WHAT THE TASK ASKS:
Here the requirement is to repeat every record exactly, in full.

(Dataset entries)
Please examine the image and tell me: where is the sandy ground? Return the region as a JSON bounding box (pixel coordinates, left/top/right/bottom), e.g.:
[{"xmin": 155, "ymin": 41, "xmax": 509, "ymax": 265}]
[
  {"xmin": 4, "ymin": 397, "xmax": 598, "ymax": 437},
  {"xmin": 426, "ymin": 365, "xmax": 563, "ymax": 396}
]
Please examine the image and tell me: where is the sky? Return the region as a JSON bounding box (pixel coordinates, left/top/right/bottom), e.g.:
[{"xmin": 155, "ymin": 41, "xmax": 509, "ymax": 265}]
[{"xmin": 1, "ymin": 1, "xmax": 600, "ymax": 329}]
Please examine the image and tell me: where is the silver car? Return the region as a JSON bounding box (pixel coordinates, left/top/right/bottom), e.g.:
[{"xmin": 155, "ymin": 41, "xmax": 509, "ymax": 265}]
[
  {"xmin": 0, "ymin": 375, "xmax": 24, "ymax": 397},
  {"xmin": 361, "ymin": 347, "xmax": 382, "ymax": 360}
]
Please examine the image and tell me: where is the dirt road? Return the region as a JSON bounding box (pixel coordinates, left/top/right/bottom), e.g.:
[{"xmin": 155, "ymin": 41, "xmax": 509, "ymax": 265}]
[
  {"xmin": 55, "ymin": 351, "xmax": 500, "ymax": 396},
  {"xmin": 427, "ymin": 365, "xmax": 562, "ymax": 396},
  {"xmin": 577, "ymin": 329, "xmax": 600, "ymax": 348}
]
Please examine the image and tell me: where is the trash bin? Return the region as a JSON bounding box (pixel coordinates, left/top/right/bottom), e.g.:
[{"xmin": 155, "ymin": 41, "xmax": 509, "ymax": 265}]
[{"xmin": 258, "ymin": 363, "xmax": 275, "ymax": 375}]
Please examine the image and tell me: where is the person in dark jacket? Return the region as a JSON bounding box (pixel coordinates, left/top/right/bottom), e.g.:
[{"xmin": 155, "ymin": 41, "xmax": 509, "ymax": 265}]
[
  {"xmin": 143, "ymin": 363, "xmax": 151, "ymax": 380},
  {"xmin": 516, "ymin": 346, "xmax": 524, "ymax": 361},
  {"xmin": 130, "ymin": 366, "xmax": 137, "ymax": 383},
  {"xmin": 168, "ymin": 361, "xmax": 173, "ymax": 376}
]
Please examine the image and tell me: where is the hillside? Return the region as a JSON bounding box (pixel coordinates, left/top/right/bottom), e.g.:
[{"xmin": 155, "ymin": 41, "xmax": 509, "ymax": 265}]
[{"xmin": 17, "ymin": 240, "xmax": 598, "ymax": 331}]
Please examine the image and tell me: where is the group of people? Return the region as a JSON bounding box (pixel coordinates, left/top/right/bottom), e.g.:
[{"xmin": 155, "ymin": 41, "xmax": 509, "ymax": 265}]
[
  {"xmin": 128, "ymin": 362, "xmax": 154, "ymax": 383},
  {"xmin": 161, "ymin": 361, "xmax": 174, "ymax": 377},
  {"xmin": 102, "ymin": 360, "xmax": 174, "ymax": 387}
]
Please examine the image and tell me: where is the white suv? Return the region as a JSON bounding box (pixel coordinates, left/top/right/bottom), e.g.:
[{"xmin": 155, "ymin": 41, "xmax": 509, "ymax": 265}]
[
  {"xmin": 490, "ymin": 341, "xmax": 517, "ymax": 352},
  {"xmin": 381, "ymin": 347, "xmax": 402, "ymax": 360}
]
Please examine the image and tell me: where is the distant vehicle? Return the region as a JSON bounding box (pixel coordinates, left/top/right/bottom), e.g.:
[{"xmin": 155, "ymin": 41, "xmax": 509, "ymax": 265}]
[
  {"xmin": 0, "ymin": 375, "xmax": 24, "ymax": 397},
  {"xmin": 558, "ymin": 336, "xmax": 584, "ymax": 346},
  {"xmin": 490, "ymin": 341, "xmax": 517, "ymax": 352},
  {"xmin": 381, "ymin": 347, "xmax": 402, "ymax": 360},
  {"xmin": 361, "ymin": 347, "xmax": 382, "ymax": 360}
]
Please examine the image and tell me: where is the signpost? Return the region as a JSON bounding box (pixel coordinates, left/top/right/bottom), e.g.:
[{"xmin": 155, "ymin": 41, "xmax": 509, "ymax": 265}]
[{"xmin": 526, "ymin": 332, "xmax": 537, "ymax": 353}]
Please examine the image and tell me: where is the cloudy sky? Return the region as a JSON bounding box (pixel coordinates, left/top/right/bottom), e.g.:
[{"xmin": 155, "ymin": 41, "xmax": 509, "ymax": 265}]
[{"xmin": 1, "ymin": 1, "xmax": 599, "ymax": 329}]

RESULT OF THIS TASK:
Please examine the image and tell me: where is the sandy ground? Return the region as a JSON bounding box (pixel coordinates, left/top/right/bottom), e.g.:
[{"xmin": 155, "ymin": 41, "xmax": 509, "ymax": 265}]
[
  {"xmin": 4, "ymin": 397, "xmax": 598, "ymax": 437},
  {"xmin": 426, "ymin": 365, "xmax": 563, "ymax": 396}
]
Please examine the image and tell me: where is the sky? Return the region as a JSON bounding box (pixel coordinates, left/top/right/bottom), e.g.:
[{"xmin": 155, "ymin": 41, "xmax": 509, "ymax": 265}]
[{"xmin": 1, "ymin": 1, "xmax": 600, "ymax": 329}]
Please examine the image and tell me: where is the silver car? Return the region as a JSON bounding box (pixel coordinates, left/top/right/bottom), e.g.:
[{"xmin": 155, "ymin": 41, "xmax": 509, "ymax": 265}]
[
  {"xmin": 0, "ymin": 375, "xmax": 24, "ymax": 397},
  {"xmin": 361, "ymin": 347, "xmax": 382, "ymax": 360}
]
Please examine the image and tell me: where is the dirt road? Return the region as a JSON bounding box (pixel coordinates, left/top/right/bottom), e.g.:
[{"xmin": 155, "ymin": 41, "xmax": 509, "ymax": 265}]
[
  {"xmin": 55, "ymin": 351, "xmax": 500, "ymax": 396},
  {"xmin": 427, "ymin": 365, "xmax": 562, "ymax": 396},
  {"xmin": 577, "ymin": 329, "xmax": 600, "ymax": 348}
]
Please examine the image and tell me: where is the trash bin? Return the region as a JSON bounding box (pixel coordinates, left/top/right/bottom), e.g.:
[{"xmin": 155, "ymin": 41, "xmax": 509, "ymax": 265}]
[{"xmin": 258, "ymin": 363, "xmax": 275, "ymax": 375}]
Please examine the image and tell me: where is the person in dark jacket? Return the region as a JSON bounding box (pixel coordinates, left/top/right/bottom), e.g.:
[{"xmin": 155, "ymin": 41, "xmax": 509, "ymax": 265}]
[
  {"xmin": 143, "ymin": 363, "xmax": 151, "ymax": 380},
  {"xmin": 516, "ymin": 346, "xmax": 524, "ymax": 361},
  {"xmin": 130, "ymin": 366, "xmax": 137, "ymax": 383},
  {"xmin": 168, "ymin": 361, "xmax": 173, "ymax": 376}
]
Please examine the image and tell me: where is the hillside? Return the region as a JSON bounding box (pixel coordinates, left/top/right/bottom), e.g.:
[{"xmin": 155, "ymin": 41, "xmax": 509, "ymax": 265}]
[{"xmin": 17, "ymin": 240, "xmax": 598, "ymax": 331}]
Please examine the image and tell me: where is the group of people? Return the region as a JSON bounding box (pixel coordinates, left/top/right/bottom), e.g.:
[{"xmin": 155, "ymin": 41, "xmax": 509, "ymax": 265}]
[
  {"xmin": 128, "ymin": 362, "xmax": 154, "ymax": 383},
  {"xmin": 161, "ymin": 361, "xmax": 174, "ymax": 377},
  {"xmin": 102, "ymin": 360, "xmax": 174, "ymax": 387}
]
Please examine the image and tell me: where is the white suv? Return the region as a JSON bounding box (pixel coordinates, left/top/right/bottom), e.g.:
[{"xmin": 155, "ymin": 41, "xmax": 509, "ymax": 265}]
[
  {"xmin": 490, "ymin": 341, "xmax": 517, "ymax": 352},
  {"xmin": 381, "ymin": 347, "xmax": 402, "ymax": 360}
]
Please examine the image and tell me: where is the distant vehicle? Return the region as a JSON bounding box (pixel coordinates, left/top/right/bottom), e.g.:
[{"xmin": 155, "ymin": 41, "xmax": 509, "ymax": 265}]
[
  {"xmin": 0, "ymin": 375, "xmax": 24, "ymax": 397},
  {"xmin": 558, "ymin": 336, "xmax": 584, "ymax": 346},
  {"xmin": 490, "ymin": 341, "xmax": 517, "ymax": 352},
  {"xmin": 381, "ymin": 347, "xmax": 402, "ymax": 360},
  {"xmin": 361, "ymin": 347, "xmax": 382, "ymax": 360}
]
Please examine the image and tell me: where is the signpost? Return the region as a JSON bounding box (pixel coordinates, left/top/right/bottom), e.g.:
[{"xmin": 155, "ymin": 41, "xmax": 509, "ymax": 265}]
[{"xmin": 526, "ymin": 332, "xmax": 537, "ymax": 353}]
Please examine the image and tell me: where is the cloudy sky? Return the region as a JSON bounding box (pixel coordinates, left/top/right/bottom), e.g.:
[{"xmin": 155, "ymin": 41, "xmax": 509, "ymax": 265}]
[{"xmin": 1, "ymin": 1, "xmax": 599, "ymax": 329}]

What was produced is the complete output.